§ TEKS BACAAN:
Salah satu bahan yang dapat dijadikan alternatif adalah bambu. Bambu
dapat dijadikan sebagai alternatif karena termasuk tumbuhan yang sangat
terkenal di Indonesia khususnya di pedesaan. Selain itu bambu juga mudah
diperoleh, pertumbuhannya cepat, harganya relatif murah, dan memiliki
kekuatan yang cukup baik.
Dengan pesatnya perkembangan teknologi konstruksi dan bahan
bangunan, bambu sulit bersaing sehingga mulai ditinggalkan masyarakat.
Dengan mengubah penampilan bambu menjadi panel, diharapkan nilainya
akan meningkat dan pemanfaatan bahan ini semakin berkembang sebagai
bahan alternatif dalam rangka mengantisispasi kelangkaan kayu (Purwito 2005
dalam Febriyani 2008).
2
Panel sandwich dibuat dari potongan bambu sebagai inti (core) dan kayu
lapis sebagai face dan back. Panel sandwich diharapkan dapat dijadikan
komponen dalam rumah pra-pabrikasi terutama untuk dinding maupun lantai
karena sesuai dengan prinsip dasar bangunan tahan gempa, yaitu harus
diusahakan seringan mungkin.

§ CUPLIKAN DATA:
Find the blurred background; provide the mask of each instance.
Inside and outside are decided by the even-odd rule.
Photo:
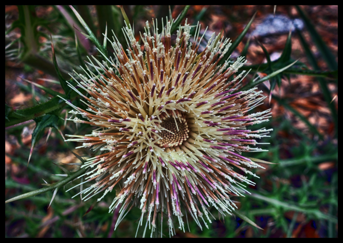
[[[108,35],[111,37],[109,30],[113,30],[119,41],[126,43],[119,6],[74,7],[100,43],[103,43],[101,33],[105,32],[106,23]],[[134,23],[138,40],[146,20],[157,18],[162,26],[161,17],[169,19],[171,15],[176,19],[185,6],[125,6],[124,9]],[[262,79],[298,60],[258,86],[267,98],[256,110],[270,107],[272,118],[256,127],[274,131],[259,141],[270,143],[261,145],[268,152],[248,156],[276,164],[263,164],[265,170],[254,169],[260,178],[250,178],[256,183],[249,186],[251,194],[234,198],[240,211],[263,230],[233,215],[217,217],[203,231],[190,221],[191,232],[177,229],[176,237],[337,237],[338,6],[191,6],[181,23],[187,18],[188,23],[199,21],[203,30],[208,26],[203,46],[213,32],[222,31],[234,42],[247,29],[256,11],[231,58],[246,56],[248,67],[242,69],[252,70],[245,82]],[[95,45],[80,33],[88,30],[69,7],[6,6],[5,22],[6,122],[13,111],[43,104],[53,100],[57,93],[63,93],[66,89],[60,85],[61,79],[69,79],[68,73],[73,73],[73,69],[83,73],[79,66],[87,64],[87,55],[101,60]],[[104,48],[112,56],[110,46]],[[71,100],[81,105],[75,97]],[[74,153],[90,154],[75,150],[76,143],[63,141],[61,134],[91,130],[88,125],[66,122],[70,110],[61,104],[35,120],[6,123],[6,200],[76,171],[80,161]],[[134,237],[140,210],[133,209],[114,231],[118,212],[108,213],[114,195],[97,204],[95,199],[82,202],[79,195],[72,198],[80,189],[65,191],[79,182],[60,188],[50,207],[53,191],[5,204],[6,237]],[[162,227],[167,236],[166,224]],[[137,235],[143,235],[143,231],[140,229]]]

§ SOAL A: Sebutkan semua keunggulan bambu yang dirinci setelah kata "Selain itu" dalam teks tentang panel bambu.
§ SOAL B: Salin dengan tepat bagian teks tentang panel bambu, mulai dari "Salah satu bahan" dan berakhir pada "mulai ditinggalkan masyarakat.".
Daftar di atas tidak berhubungan dengan teks tentang panel bambu.

§ JAWABAN LENGKAP A:
- Mudah diperoleh
- Pertumbuhannya cepat
- Harganya relatif murah
- Memiliki kekuatan yang cukup baik

§ JAWABAN LENGKAP B:
Salah satu bahan yang dapat dijadikan alternatif adalah bambu. Bambu
dapat dijadikan sebagai alternatif karena termasuk tumbuhan yang sangat
terkenal di Indonesia khususnya di pedesaan. Selain itu bambu juga mudah
diperoleh, pertumbuhannya cepat, harganya relatif murah, dan memiliki
kekuatan yang cukup baik.
Dengan pesatnya perkembangan teknologi konstruksi dan bahan
bangunan, bambu sulit bersaing sehingga mulai ditinggalkan masyarakat.